The Department of Labor reported Thursday that claims had jumped to 3.28 million for the week ending March 21. The previous high (since the DOL began tracking such data back in 1967) was the 1982 peak of 695,000 in October of that year.
"During the week ending March 21, the increase in initial claims are due to the impacts of the COVID-19 virus," the DOL said in a news release on Thursday. "Nearly every state providing comments cited the COVID-19 virus impacts. States continued to cite services industries broadly, particularly accommodation, and food services. Additional industries heavily cited for the increases included the health care and social assistance, arts, entertainment and recreation, transportation and warehousing, and manufacturing industries."
Economists, per a CNN Business report on the latest history-setting unemployment numbers, are now expecting the U.S. economy to slip into a recession in the second quarter. A supposed "comeback," economists have also speculated, could hit later in the year when and if the novel coronavirus spread starts to slow down.

Data for pointing from referring expressions:
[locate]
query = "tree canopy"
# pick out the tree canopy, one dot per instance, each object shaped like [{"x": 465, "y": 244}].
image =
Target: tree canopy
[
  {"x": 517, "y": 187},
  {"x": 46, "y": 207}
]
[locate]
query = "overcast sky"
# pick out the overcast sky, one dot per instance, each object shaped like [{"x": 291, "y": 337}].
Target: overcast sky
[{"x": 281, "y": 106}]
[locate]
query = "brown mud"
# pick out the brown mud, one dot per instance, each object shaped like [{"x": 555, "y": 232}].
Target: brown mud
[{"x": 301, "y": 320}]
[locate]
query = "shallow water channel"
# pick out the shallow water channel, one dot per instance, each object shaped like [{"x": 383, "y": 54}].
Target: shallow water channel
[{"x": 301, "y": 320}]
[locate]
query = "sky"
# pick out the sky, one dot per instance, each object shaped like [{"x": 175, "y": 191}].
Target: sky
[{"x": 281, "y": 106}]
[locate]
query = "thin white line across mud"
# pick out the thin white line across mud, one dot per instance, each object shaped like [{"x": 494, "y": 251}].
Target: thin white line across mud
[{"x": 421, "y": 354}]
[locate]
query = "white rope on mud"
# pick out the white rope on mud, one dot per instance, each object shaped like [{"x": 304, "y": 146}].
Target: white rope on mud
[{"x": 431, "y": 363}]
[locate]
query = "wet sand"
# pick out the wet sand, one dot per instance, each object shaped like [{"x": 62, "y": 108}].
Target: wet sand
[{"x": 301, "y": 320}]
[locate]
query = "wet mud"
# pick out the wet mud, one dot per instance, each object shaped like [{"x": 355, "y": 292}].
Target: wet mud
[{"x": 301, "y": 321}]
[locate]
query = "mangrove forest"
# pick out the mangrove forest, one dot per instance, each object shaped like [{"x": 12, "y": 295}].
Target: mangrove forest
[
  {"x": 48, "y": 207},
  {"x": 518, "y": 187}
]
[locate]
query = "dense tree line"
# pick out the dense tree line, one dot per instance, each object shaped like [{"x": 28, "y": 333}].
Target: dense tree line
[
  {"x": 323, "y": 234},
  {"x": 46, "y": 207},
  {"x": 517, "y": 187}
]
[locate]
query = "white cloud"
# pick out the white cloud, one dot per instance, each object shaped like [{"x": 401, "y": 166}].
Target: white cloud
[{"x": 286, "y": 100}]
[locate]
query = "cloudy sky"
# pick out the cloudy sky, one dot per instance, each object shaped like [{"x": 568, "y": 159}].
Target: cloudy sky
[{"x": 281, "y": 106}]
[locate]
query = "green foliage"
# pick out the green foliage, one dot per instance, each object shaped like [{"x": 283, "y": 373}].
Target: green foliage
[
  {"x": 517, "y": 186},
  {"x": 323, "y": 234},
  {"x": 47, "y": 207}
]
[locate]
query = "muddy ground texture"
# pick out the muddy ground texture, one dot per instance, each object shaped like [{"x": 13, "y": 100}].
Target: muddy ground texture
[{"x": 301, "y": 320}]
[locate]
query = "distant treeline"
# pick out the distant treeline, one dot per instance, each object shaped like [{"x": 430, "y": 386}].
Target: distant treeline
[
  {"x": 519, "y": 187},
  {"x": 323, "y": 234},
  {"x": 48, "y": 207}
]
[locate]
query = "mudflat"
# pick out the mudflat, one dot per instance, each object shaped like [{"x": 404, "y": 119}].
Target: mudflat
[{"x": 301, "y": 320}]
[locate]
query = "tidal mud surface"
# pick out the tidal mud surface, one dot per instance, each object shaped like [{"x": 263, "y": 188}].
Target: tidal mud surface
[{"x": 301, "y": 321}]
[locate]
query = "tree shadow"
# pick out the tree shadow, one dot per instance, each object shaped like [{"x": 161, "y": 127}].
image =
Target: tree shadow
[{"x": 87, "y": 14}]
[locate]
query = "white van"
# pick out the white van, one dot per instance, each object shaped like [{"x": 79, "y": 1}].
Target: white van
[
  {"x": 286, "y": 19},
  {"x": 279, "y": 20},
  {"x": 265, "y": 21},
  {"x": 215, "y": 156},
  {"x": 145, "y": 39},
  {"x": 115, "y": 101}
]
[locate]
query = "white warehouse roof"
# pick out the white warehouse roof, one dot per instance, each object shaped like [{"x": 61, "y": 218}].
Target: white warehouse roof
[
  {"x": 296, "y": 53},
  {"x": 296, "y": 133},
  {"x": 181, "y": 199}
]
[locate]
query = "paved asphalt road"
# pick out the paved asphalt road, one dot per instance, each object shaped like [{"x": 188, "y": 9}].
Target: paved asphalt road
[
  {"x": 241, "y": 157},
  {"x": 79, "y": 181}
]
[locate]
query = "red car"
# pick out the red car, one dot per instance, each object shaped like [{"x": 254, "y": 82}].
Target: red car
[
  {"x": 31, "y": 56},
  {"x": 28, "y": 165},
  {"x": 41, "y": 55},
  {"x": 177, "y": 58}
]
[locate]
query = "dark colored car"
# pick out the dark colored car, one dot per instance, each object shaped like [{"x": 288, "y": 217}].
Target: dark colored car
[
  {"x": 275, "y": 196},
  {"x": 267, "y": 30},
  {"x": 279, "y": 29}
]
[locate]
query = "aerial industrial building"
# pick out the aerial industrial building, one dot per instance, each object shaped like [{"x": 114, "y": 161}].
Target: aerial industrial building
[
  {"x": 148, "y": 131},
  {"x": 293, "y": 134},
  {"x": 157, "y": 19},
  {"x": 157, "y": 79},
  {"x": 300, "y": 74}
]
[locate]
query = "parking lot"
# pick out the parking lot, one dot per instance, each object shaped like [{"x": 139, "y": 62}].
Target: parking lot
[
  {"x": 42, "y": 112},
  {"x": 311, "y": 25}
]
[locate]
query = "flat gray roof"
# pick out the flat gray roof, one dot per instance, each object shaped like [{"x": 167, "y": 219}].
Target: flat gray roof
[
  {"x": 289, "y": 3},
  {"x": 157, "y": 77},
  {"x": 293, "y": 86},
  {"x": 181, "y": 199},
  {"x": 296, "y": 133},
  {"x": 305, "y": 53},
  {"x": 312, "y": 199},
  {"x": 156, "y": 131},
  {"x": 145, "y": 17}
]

→ Exercise set:
A. Transcribe the passage of the unemployment claims article that starts at "The Department of" and ends at "of that year.".
B. Go on with the unemployment claims article from the point where it stops.

→ Answers for this exercise:
A.
The Department of Labor reported Thursday that claims had jumped to 3.28 million for the week ending March 21. The previous high (since the DOL began tracking such data back in 1967) was the 1982 peak of 695,000 in October of that year.

B.
Late Wednesday, the Senate passed a $2 trillion coronavirus relief package that will now head to the House for an expected Friday morning vote.
The legislation boasts one-time direct payment to individuals, loans and grants to businesses, and more. Trump has already said he would immediately sign off on the legislation after it passes Congress. More efforts from Congress are likely, with Senate Majority Leader Mitch McConnell having previously said lawmakers should be flexible in terms of scheduling.